Start of Records supplied

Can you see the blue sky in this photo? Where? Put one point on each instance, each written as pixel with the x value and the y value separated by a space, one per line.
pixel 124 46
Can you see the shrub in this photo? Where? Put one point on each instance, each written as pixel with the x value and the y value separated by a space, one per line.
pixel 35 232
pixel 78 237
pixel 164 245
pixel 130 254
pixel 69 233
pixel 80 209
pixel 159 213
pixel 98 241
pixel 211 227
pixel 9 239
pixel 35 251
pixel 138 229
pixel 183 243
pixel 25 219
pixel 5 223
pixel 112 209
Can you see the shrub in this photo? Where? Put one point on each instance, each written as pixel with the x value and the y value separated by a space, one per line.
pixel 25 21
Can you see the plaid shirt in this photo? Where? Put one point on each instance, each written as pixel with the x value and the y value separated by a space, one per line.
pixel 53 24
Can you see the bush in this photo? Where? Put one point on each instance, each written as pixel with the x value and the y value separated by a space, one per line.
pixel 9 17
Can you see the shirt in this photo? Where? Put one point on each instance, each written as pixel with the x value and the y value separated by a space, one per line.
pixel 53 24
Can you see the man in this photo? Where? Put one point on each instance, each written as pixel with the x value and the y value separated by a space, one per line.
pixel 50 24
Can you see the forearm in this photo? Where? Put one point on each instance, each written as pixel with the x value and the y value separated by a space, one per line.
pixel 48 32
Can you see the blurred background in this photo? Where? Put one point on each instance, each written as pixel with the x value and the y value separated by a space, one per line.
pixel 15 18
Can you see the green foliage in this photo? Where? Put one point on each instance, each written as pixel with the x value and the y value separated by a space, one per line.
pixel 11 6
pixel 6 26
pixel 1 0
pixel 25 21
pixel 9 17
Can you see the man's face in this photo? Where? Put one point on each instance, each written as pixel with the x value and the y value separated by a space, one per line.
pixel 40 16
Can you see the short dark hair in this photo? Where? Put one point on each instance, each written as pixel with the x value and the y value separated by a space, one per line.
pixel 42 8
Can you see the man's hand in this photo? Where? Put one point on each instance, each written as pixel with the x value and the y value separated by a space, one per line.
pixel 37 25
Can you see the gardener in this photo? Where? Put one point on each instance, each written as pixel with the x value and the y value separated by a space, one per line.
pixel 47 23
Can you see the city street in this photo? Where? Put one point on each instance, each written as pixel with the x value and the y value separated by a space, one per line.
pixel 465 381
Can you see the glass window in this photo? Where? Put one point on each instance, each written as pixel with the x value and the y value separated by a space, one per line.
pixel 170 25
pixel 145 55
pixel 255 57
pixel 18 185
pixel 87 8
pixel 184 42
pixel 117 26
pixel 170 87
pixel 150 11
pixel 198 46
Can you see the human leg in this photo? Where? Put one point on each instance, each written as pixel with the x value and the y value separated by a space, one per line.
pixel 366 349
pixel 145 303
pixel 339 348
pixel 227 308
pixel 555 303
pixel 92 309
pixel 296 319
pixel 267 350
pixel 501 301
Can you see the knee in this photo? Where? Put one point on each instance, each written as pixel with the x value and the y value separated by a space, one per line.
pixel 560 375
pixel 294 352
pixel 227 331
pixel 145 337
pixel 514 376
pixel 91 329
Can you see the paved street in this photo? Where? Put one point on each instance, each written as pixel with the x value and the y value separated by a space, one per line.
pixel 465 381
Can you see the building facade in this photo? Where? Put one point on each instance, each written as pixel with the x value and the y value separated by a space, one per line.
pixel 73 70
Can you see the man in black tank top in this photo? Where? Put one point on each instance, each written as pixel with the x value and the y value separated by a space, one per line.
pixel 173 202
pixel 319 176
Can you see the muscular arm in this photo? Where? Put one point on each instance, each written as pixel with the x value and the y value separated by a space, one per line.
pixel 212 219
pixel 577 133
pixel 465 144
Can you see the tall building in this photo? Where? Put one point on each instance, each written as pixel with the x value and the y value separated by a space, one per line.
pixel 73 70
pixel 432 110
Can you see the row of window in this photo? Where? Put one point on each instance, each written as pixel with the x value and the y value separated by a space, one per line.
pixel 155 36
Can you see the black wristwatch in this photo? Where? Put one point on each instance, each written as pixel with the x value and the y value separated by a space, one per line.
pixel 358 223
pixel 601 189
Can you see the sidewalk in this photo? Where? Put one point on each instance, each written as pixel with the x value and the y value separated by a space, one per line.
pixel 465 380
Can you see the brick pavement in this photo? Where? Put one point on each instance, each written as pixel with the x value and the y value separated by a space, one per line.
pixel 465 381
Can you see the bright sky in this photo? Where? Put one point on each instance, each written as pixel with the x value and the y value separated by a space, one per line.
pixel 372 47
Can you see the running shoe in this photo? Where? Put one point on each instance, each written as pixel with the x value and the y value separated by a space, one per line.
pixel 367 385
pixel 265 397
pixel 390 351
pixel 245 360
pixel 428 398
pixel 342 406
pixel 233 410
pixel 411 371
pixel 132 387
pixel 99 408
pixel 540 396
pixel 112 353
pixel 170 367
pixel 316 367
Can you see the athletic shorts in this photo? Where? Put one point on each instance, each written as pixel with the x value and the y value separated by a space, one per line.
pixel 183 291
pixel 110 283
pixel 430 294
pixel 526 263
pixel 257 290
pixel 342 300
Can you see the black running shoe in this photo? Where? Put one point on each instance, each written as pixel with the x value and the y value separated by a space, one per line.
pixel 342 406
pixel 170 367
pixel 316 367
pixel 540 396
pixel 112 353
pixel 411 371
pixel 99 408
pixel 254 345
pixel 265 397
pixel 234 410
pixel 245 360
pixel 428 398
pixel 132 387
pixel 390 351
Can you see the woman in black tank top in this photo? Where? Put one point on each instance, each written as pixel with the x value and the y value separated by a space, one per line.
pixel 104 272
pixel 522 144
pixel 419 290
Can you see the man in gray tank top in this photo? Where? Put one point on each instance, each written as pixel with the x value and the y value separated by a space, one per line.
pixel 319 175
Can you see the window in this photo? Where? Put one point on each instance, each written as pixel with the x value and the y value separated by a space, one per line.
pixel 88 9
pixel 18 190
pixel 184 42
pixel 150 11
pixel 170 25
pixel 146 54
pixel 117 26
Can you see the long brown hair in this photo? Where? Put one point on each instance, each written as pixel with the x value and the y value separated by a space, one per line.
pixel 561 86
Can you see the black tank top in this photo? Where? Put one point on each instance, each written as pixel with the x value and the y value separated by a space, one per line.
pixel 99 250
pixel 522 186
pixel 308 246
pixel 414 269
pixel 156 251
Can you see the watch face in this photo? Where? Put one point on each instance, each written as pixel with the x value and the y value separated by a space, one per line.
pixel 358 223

End of Records supplied

§ What is needed:
Your task is to repeat the data exactly; please include every line.

§ Correct output:
Can you see the blue sky in this photo? Where? Put one point on each instance, each written as pixel with the x value and the y value separated by a space, one per line.
pixel 124 46
Can you see the shrub in this photo? Where? Put one point on each instance, each written as pixel with the x value and the y value separated by a space, one per line.
pixel 35 232
pixel 78 237
pixel 164 245
pixel 130 254
pixel 69 233
pixel 80 209
pixel 159 213
pixel 98 241
pixel 211 227
pixel 9 239
pixel 35 251
pixel 138 229
pixel 183 243
pixel 25 219
pixel 5 223
pixel 112 209
Can you see the shrub in this photo? Where? Put one point on each instance, each written as pixel with the x value and the y value separated by a space, one per line.
pixel 25 21
Can you see the plaid shirt in this photo? Where? Put one point on each instance, each written as pixel with the x value and the y value separated by a space, one per line.
pixel 53 24
Can you see the bush in this photo? Where? Put one point on each instance, each written as pixel with the x value and the y value separated by a space, one per line.
pixel 9 17
Can you see the shirt in this photo? Where? Put one point on each instance, each written as pixel with the x value and the y value separated by a space, one per line.
pixel 53 24
Can you see the man in this photo? Where? Put one point on each instance, each written as pixel with the x value and the y value separated by a space, one per line.
pixel 50 24
Can you see the forearm in this photo? Where? Put one point on each instance, each written as pixel with the x value and the y value separated by a space, one per line.
pixel 48 32
Can you see the blurred background in this photo? Where? Put one point on each instance, each written as pixel with the x value and the y value separated by a space, one per line.
pixel 15 18
Can you see the green foliage in this photo? Where? Put one point on each instance, each written as pixel with the x value and the y value separated by a space, one per line.
pixel 11 6
pixel 6 26
pixel 1 0
pixel 25 21
pixel 9 17
Can you see the man's face in this photo? Where? Put one point on each instance, each written as pixel with the x value and the y value separated by a space, one per line.
pixel 40 16
Can you see the short dark hair in this photo? Where? Put one point on each instance, each written as pixel with the x value and the y value separated by a space, one per line.
pixel 42 8
Can you see the man's hand in this photo? Where? Put one point on each instance, each written as pixel with the x value and the y value separated by a space, one per line.
pixel 37 25
Can you see the gardener in this photo? Where? Put one point on each instance, each written as pixel with the x value and the y value separated by a space, one per line.
pixel 47 23
Can you see the city street in this photo? Where? Put one point on each instance, each written as pixel with the x value and the y value separated by a space, one per line.
pixel 465 381
Can you see the glass window in this photo? Where? Put one point on each instance, each written as pixel with the x value and the y value separated by a space, one per line.
pixel 170 25
pixel 145 55
pixel 255 57
pixel 18 185
pixel 87 8
pixel 184 42
pixel 117 26
pixel 170 87
pixel 150 11
pixel 198 46
Can you see the human leg in this photo? Where? Put one point on each instance, each written as pixel with the x value and the y value separated by a space, one per line.
pixel 366 349
pixel 145 303
pixel 339 348
pixel 227 308
pixel 555 303
pixel 92 309
pixel 296 319
pixel 267 350
pixel 501 301
Can you see the knee in this photo? Where? Put one point on each instance, each written as pixel with the x value and the y value separated by a space, one per line.
pixel 560 375
pixel 294 352
pixel 227 331
pixel 145 337
pixel 514 376
pixel 91 329
Can you see the paved street in this photo? Where? Put one point on each instance, each written as pixel with the x value and the y value separated by a space, one per line.
pixel 465 381
Can you see the building facade in this photo? Where? Put one point on each instance, each written as pixel with the x value and the y value separated by a space, one per line.
pixel 73 70
Can you see the man in black tank top in this photo? Where? Put one point on each instance, each written as pixel with the x value and the y value separated by a space, one per line.
pixel 173 202
pixel 319 176
Can you see the muscular arm in this photo? Where? Put one point on each instance, each written as pixel with the x value and the y value separated by a space, one per line.
pixel 212 219
pixel 577 133
pixel 465 144
Can you see the tall building in this photo? Where? Put one point on each instance, each written as pixel with the x value and the y value separated by a space, one per line.
pixel 73 70
pixel 432 110
Can you see the row of window in this photo? Where? Put one point on each instance, each written as pixel with the x value and the y value separated by a space, one per line.
pixel 155 36
Can you see the black wristwatch in this photo? Where? Put one point on each instance, each written as pixel with the x value and the y value separated by a space, one per line.
pixel 358 223
pixel 601 189
Can you see the sidewalk in this photo? Where? Put one point on each instance, each written as pixel with the x value and the y value separated by a space, one per line.
pixel 465 380
Can you see the brick pavement in this photo? Where? Put one point on each instance, each written as pixel with the x value and the y value separated by a space, one per line.
pixel 465 381
Can you see the bright sky in this photo? Where? Put one point on each instance, each written as pixel with the x value and the y value separated by a space, one per line.
pixel 372 47
Can you see the running shoe in this photo? Where? Put one point on each instance, each written as pixel with the x value and the y value separated by a space, one per line.
pixel 367 385
pixel 265 397
pixel 390 351
pixel 245 360
pixel 428 398
pixel 342 406
pixel 233 410
pixel 411 371
pixel 132 387
pixel 99 408
pixel 540 396
pixel 112 353
pixel 170 367
pixel 316 367
Can you see the athletic shorts in this photo? Where? Put one point on each instance, each written as pixel with the x value and the y value separated by a space, one per line.
pixel 183 291
pixel 110 283
pixel 430 294
pixel 526 263
pixel 257 290
pixel 342 300
Can you see the black running shoe in this photo? Where? Put one point on each instance, each written as pixel with the x value and the y value separated by a space, one per line.
pixel 342 406
pixel 170 367
pixel 316 367
pixel 540 396
pixel 112 353
pixel 411 371
pixel 99 408
pixel 254 345
pixel 265 397
pixel 234 410
pixel 245 360
pixel 428 398
pixel 132 387
pixel 390 351
Can you see the woman in black tank top in this photo? Where? Put one point on each instance, each written as pixel with the x value and the y value separated by a space, one per line.
pixel 104 272
pixel 522 144
pixel 419 290
Can you see the man in gray tank top in this photo? Where? Put one point on each instance, each written as pixel with the x value and the y value separated by a space, one per line.
pixel 319 175
Can you see the window in this photo? Where? Put one point on each instance, each written as pixel with the x value and the y value separated by a space, one per line.
pixel 88 9
pixel 18 190
pixel 184 42
pixel 150 11
pixel 170 25
pixel 146 54
pixel 117 26
Can you see the long brown hair in this photo? Where? Put one point on each instance, each written as pixel with the x value and the y value separated by a space, one per line.
pixel 561 86
Can you see the black tank top in this photo? Where? Put one point on each instance, each written as pixel with the x value and the y value separated by a space, one per line.
pixel 99 250
pixel 522 186
pixel 308 246
pixel 414 269
pixel 156 251
Can you see the watch face in this photo? Where? Put one point on each instance, each written as pixel with the x value and the y value separated by a space, one per line.
pixel 358 223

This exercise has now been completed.